Tabou n°4 : Se transformer demande de changer de mode de collaboration
Comme toute culture celle de la transformation « fait silence » sur certains tabous « par crainte ou par pudeur ». Dans cette série nous nous proposons d’en découvrir sept présents dans beaucoup de projets. Pourquoi ? Parce que « rompre le silence » permet d’aborder les projets d’une manière plus efficace. Tout simplement.
La manifestation
Apparemment, une transformation soulève beaucoup de contradictions.
Dans certaines organisations où la digitalisation bouscule les silos il n’est pas rare d’entendre des discours du type « nous devons collaborer plus ouvertement » alors même que toutes les réunions ont des agendas tellement bourrés que l’on n’en arrive jamais au bout. Avec de tels agenda, impossible de prendre le temps de s’écouter, d’explorer un sujet complexe. Le temps presse, l’ordre du jour prime. Malheureusement apprendre de nouvelles manières de collaborer demande du temps.
Autre contradiction typique l’injonction « devenons agile ». Une organisation souhaite développer son agilité alors que toute décision d’investissement doit être validée par des chefs dont les agendas sont pleins sur les 8 prochains mois. Comme laisser de la place à l’imprévu, solliciter un avis sur une question pressante, réagir rapidement ?
Ces contradictions apparentes révèlent la culture de collaboration, de dialogue de l’organisation. Or cette culture, ces habitudes de dialogue de l’organisation vont devoir évoluer. Et comme elles touchent tout le monde, tout le monde sera concerné !
Le tabou
Dans une transformation la manière dont les personnes collaborent va évoluer.
***
| Exercice court |
Rédigez la suite du texte ci-dessus sur les tabous de la transformation, en repartant juste après sa dernière phrase.
***
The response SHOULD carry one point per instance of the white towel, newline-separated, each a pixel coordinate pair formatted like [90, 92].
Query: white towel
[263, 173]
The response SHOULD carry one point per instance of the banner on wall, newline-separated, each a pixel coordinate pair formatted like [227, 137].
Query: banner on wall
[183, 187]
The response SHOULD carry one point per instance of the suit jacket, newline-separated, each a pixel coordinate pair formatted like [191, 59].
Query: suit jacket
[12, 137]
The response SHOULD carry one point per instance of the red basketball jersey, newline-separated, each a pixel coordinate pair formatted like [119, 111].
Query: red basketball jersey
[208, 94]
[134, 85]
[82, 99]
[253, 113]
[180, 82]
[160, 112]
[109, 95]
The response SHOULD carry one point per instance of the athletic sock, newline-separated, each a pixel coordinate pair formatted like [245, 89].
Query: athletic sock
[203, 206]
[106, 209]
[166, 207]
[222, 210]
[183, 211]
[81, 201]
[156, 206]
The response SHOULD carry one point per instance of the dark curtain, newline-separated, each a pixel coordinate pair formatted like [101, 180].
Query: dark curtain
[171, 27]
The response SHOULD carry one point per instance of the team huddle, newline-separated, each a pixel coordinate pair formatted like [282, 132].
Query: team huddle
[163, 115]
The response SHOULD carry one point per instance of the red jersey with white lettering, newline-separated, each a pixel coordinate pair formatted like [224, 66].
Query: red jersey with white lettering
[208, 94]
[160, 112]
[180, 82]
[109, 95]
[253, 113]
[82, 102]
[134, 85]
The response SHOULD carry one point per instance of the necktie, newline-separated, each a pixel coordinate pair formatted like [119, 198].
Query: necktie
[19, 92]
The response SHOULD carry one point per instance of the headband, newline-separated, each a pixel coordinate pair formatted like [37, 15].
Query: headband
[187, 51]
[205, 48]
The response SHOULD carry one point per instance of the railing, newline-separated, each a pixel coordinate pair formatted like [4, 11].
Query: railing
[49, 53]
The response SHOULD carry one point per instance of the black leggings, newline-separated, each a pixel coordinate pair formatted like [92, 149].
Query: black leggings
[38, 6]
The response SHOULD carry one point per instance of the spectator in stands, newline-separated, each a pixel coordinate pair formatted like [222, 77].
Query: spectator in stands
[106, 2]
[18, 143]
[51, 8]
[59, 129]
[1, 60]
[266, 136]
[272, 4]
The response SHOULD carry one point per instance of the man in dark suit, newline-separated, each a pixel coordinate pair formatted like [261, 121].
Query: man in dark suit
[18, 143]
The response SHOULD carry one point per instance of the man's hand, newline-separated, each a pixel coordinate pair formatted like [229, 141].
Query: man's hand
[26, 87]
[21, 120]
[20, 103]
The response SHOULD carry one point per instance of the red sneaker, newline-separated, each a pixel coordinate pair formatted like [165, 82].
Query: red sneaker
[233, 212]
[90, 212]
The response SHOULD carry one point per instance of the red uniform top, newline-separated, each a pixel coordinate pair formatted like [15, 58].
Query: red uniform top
***
| Réponse attendue |
Un exemple
Fin 2018, un gestionnaire d’actif fit face au retournement de certains marchés qui remirent en cause sa performance. Très soucieux de développer la collaboration, son directeur général utilisa les réunions de CODIR hebdomadaires de deux heures pour élaborer, ensemble, des plans d’actions. Ces plans d’actions tardèrent à arriver, le patron s’exaspérera de l’irresponsabilité de son CODIR. De leurs côtés, les membres du CODIR constataient une très nette détérioration du climat de collaboration sans pouvoir en identifier les causes.
Prenant un peu de recul, l’équipe se rendit compte qu’elle cherchait à explorer de nouvelles solutions dans un mode de collaboration contraint, adapté à la gestion opérationnelle courante. Ils décidèrent donc d’adapter leurs modalités de collaboration à leurs nouveaux objectifs en se ménageant tous les 2/3 mois des réunions longues permettant d’explorer ensemble les sujets stratégiques. Par ailleurs le suivi des plans d’actions correctifs fut concentré entre les mains de deux dirigeants qui s’économisèrent ainsi de longues revues stériles au reste de l’équipe.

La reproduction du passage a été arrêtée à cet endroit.